##### Passage

McNeil's fears are well grounded. For years, private collection companies acting under contract with the U.S. Department of Education have hounded him. The government garnisheed his wages for a time, and threatened to sue him. He says he always wanted to repay, but has never had the income he would need. Meanwhile, interest continues to accrue on his debt, and has already tripled the amount he owes.

McNeil's troubles date back to the late 1980s, when, after leaving the Navy, he decided to go back to school to study electronics. He borrowed about $15,000 in federal student loans to attend a local branch of National Education Centers, a for-profit trade school chain that claimed an exceptional track record in helping students find employment.

He soon realized, however, that the training was much less than advertised. And he discovered that the company--which later shut down, due in part to a high default rate among its former students that threatened its access to federal funding--would do little to help him find a job. "They considered you placed if you were flipping burgers part time at McDonald's," he says.

School officials arranged one interview for him, but after that didn't pan out he didn't hear from them again. McNeil tried to carry on with a low-paying factory job, but couldn't keep up with his loan payments and ended up defaulting. He tried rehabilitating his loan, but after he lost his job in the recession of the early 1990s he couldn't manage even the reduced payments. In 1994, with only $23 to his name, he felt he had no choice but to file for bankruptcy.

At the time, he thought the judge had discharged all his debts, but in 2001 collection agencies started calling at all hours, demanding payments on his student loans. The government subpoenaed him to appear in court, and the IRS threatened to seize money from his paychecks. Collection agents told him that his loans had not been discharged through bankruptcy after all, because at the time there was a seven-year waiting period before student loans could be erased through that process. In 2002, he filed for bankruptcy again to force the government's debt collectors to back off. That worked for a while, but in 2007, the calls resumed, and they haven't stopped since.

##########
##### Information provided

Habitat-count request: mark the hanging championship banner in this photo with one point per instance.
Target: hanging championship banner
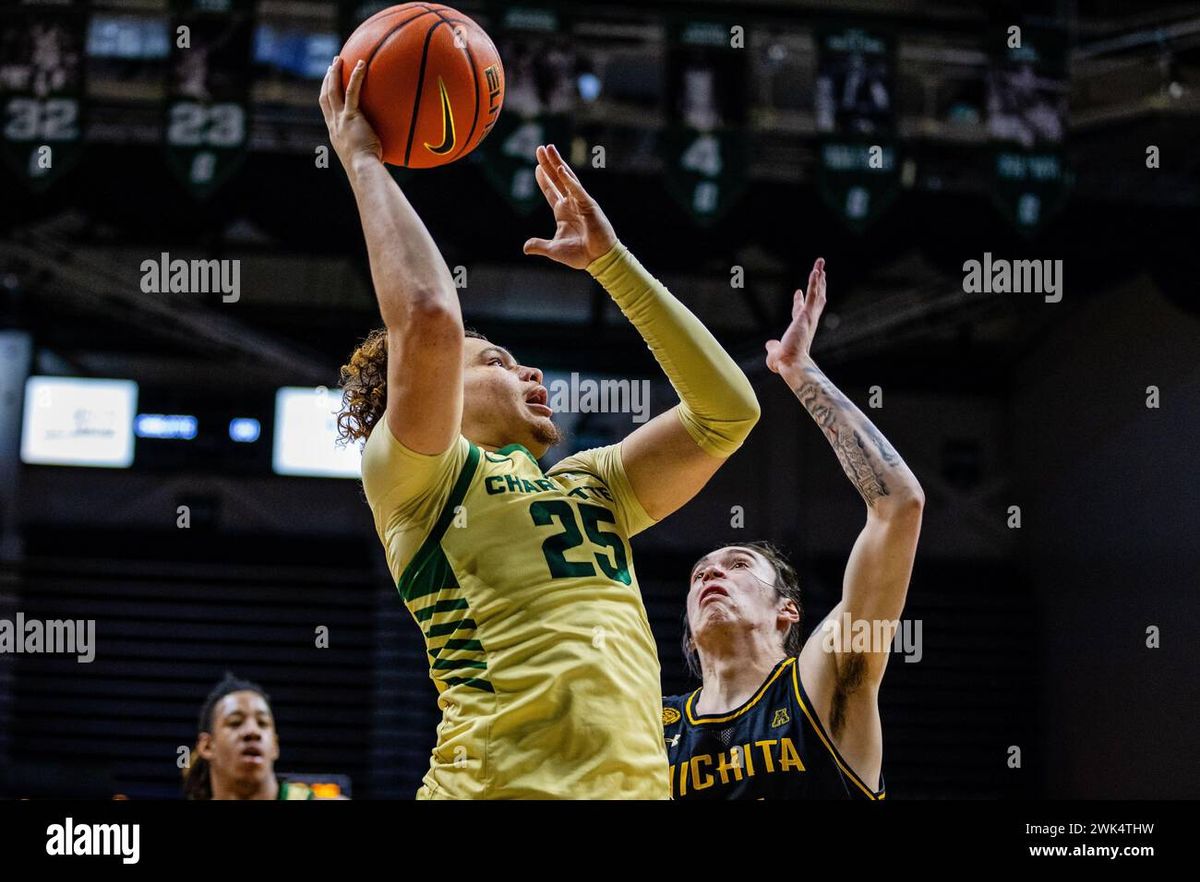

##########

Problems and tasks.
1) In two sentences, summarize the passage about McNeil's student loans.
2) How much did McNeil borrow to attend National Education Centers, according to the passage about McNeil's student loans?
3) Proceed with the passage about McNeil's student loans, starting right after its final sentence.

Exercise answers.
1) In the late 1980s, McNeil borrowed about $15,000 in federal student loans to study electronics at a for-profit trade school whose training fell short of what was advertised and which did little to help him find a job. He later defaulted and filed for bankruptcy in 1994, but the loans were not discharged, so collectors working under contract with the U.S. Department of Education have pursued him for years, while interest has tripled what he owes.

2) About $15,000 in federal student loans.

3)
For a brief moment in 2008, McNeil thought he had a shot at making steady payments. He had worked as a machinist for fifteen years and reached journeyman status, meaning that his pay would nearly double, to $25 an hour. "This opened the door to me finally being able to get my defaulted student loans under control," he says. But soon afterward, with the economy in Michigan tanking, he was laid off again. With his health failing, he knew his career was over.

Not so long ago, the kind of troubles McNeil has known were generally limited to poor and working-class people who attended shady for-profit trade schools. But these days, more and more middle-class Americans who attended mainstream public and private colleges are having trouble with the loans they took out to finance their educations, and they too are getting caught in the often brutal gears of the system that manages those loans. In the absence of serious reform, the feelings of rage and helplessness that accompany such experiences are likely to become much more common.

One reason is the ever-rising cost of higher education. In the early 1990s, fewer than half of bachelor's degree recipients graduated with student debt. Today, two-thirds do. The average amount of debt amassed has risen by 50 percent since 1993, to about $25,000. According to the Project on Student Debt, the proportion of students who graduated from four-year colleges owing at least $40,000 has grown, from 3 percent in 1996 to 10 percent in 2008. Four out of five of these recent borrowers took out high-cost private student loans on top of their federal loans.

Undergraduates leaving college today are also entering the worst labor market in decades. More than half are either unemployed or working in jobs that don't require a college degree. For the 42 percent of college students who drop out before graduation, the burden of financing a degree they never received is often even more crushing. Just 26 percent of...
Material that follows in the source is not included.